**Exercise task**
Each entry that follows is to be retyped exactly. Pictures do not belong in the copy.
== Material
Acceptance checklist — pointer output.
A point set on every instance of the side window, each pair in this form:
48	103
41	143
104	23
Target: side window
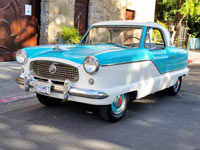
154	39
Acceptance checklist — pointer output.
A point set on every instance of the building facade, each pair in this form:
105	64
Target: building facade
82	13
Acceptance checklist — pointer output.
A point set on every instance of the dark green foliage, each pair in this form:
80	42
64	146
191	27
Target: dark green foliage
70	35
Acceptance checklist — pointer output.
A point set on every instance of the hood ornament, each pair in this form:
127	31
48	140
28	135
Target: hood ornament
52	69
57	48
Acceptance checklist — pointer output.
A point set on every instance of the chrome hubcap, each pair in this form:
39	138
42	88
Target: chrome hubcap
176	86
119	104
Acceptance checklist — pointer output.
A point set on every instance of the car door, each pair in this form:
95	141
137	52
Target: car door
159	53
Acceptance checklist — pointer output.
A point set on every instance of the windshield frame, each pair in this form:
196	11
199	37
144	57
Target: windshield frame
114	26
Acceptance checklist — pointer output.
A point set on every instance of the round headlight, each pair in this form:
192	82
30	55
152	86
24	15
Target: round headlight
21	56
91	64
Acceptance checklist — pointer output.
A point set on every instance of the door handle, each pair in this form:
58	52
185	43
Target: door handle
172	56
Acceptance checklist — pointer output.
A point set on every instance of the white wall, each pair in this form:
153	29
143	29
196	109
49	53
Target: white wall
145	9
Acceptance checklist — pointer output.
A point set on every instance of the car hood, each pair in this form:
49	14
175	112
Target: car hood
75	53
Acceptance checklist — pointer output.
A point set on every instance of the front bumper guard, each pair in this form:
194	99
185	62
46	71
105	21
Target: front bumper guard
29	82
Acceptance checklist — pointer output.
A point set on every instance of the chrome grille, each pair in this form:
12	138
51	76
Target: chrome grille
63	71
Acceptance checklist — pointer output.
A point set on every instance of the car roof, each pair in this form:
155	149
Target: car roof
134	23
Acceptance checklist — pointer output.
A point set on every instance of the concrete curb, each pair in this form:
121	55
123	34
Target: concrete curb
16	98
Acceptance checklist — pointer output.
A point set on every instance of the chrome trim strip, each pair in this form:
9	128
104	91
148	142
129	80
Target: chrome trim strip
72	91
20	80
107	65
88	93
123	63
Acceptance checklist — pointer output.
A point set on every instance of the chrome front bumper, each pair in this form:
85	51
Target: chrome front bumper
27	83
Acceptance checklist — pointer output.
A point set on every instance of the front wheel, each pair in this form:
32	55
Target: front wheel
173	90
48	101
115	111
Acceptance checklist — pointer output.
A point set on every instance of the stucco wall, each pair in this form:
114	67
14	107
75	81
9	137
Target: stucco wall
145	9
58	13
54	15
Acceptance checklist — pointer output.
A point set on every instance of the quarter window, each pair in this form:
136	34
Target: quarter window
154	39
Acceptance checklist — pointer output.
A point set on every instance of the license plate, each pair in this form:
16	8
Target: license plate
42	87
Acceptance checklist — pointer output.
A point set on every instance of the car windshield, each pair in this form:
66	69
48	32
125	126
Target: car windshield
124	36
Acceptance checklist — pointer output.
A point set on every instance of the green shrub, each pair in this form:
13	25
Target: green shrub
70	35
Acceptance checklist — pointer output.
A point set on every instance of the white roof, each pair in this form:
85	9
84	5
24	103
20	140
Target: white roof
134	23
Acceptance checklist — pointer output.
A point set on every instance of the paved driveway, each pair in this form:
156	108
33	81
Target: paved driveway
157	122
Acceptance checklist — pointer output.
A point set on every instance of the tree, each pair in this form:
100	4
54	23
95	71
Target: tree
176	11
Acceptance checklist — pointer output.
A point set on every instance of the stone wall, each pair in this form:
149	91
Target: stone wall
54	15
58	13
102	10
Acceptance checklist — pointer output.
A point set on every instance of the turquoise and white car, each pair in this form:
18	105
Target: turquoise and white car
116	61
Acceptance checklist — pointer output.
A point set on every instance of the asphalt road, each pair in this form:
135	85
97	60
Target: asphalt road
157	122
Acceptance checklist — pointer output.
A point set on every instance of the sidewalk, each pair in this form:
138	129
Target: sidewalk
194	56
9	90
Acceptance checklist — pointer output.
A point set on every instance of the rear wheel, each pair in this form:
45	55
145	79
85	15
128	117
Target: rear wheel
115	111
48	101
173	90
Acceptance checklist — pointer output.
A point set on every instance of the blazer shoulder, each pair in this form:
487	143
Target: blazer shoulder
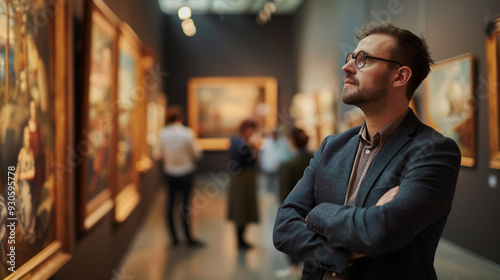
====
**Task answer**
Acceptance checklist — pointer output.
A point set on every instance of the side window, each pair in this form:
48	103
41	143
104	23
Target: side window
154	39
Acceptance checklist — pointer output.
A point set on every instance of the building facade, each pair in this form:
105	64
Target: building facade
82	13
Acceptance checklist — pointer output.
A point set on every instance of the dark green foliage, each pair in this form:
80	42
64	146
191	27
Target: dark green foliage
70	35
Acceptance checklist — pointer output.
A point set on every instance of the hood ornament, each pair in this form:
127	31
48	140
28	135
Target: hood ornament
52	69
57	48
Acceptance checklist — pointer output.
A point set on every instance of the chrome hubcap, each pair in this form:
39	138
42	88
Target: chrome hubcap
176	86
119	104
Acceptance checklist — pointer output.
A point set on every instance of the car door, each pair in this form:
95	141
137	52
Target: car door
159	53
Acceptance checklist — pointer output.
A point set on every instance of the windshield frame, each pair in this form:
196	11
199	37
144	57
Target: windshield frame
114	26
Acceptance checklist — pointer output.
A point set on every instance of the round headlight, each pair in this form:
192	82
30	55
152	86
24	15
Target: round headlight
21	56
91	64
Acceptance checklist — pointer output.
A point set on every instance of the door handle, each pair in this form:
58	52
185	43
Target: door handle
172	56
Acceptance checklist — pointer output.
A point set on every instance of the white wall, each pair in this form:
153	29
143	29
196	109
49	53
Target: white wall
145	9
Acceptance checklist — pointer output.
A point set on every instance of the car hood, each pair in this form:
49	14
175	112
Target: car hood
75	53
Acceptance checklist — pointer output.
A point set on every instance of the front bumper guard, each pair in this form:
194	99
185	62
46	71
105	21
Target: front bumper guard
29	82
Acceptance checklist — pointer output.
A point set on every instance of the chrome grille, each pair in this form:
12	138
51	76
Target: chrome grille
63	71
Acceptance checklist — pointer output.
A point set on every instance of the car roof, each pair in this form:
155	149
Target: car roof
134	23
Acceptance checklist — pointer output.
A point set on every instance of the concrete curb, each pair in this form:
121	55
123	34
Target: concrete curb
16	98
Acceptance checklist — pointer output.
A point set on every instance of the chrome trim strip, each pair in this form:
9	128
104	91
148	142
129	80
Target: chrome trim strip
72	91
20	80
107	65
88	93
123	63
Acceptance checklist — pointer output.
A point set on every instance of the chrome front bumper, each pair in this form:
85	51
Target: chrome front bumper
27	83
Acceptance checklist — pointer output.
A point set on every instance of the front wheel, each pair in this form:
32	55
Target: front wheel
173	90
48	101
115	111
Acceptance checklist — pointer output.
A point set on every instance of the stucco wall, each pair in this form:
114	67
14	107
75	81
9	137
Target: stucco wall
145	9
58	13
54	15
Acceptance checklist — pointer output.
A point set on every instance of the quarter window, each pair in this form:
136	34
Target: quarter window
154	39
Acceptance checklist — pointer output.
A point set on every instance of the license plate, each pair in this form:
16	8
Target: license plate
42	87
Acceptance checklist — pointer output.
A point set on every instance of the car windshield, each pair in this form:
66	69
48	32
125	126
Target: car windshield
124	36
Acceptance checklist — pointer output.
A point set on every instance of the green shrub, each pair in this form:
13	25
Target: green shrub
70	35
Acceptance checklist — pointer output.
A point set on every instance of the white roof, each pair in this form:
85	9
84	5
24	103
20	140
Target: white roof
134	23
Acceptance checklist — pointer output.
A point set on every instance of the paved driveway, each pair in this form:
156	108
33	81
Target: paved driveway
157	122
Acceptance checklist — pointer output.
A point set on every instance of the tree, each pair in this form:
100	4
54	23
95	71
Target: tree
176	11
Acceptance checklist — pointer output.
A point set on every instance of the stone wall, each pair in this form:
149	91
Target: stone wall
54	15
58	13
102	10
Acceptance checklist — pointer output.
A point set on every instance of the turquoise and white car, each pair in this form:
18	105
Target: turquoise and white car
116	61
Acceptance checklist — pointer output.
A point set on every instance of the asphalt road, each pair in this form:
135	85
97	60
Target: asphalt road
157	122
Acceptance checklist — pointer output.
A point set on every instance of the sidewalk, each pair in this form:
138	129
Target: sidewalk
194	56
9	90
Acceptance checklist — pointer output.
A point set on every instance of the rear wheel, each pair in this form:
45	55
145	79
85	15
128	117
Target: rear wheel
115	111
48	101
173	90
Acceptance checklist — pointer output.
A point set on every instance of the blazer shoulder, each pair in this form:
487	143
Target: blazer shoulder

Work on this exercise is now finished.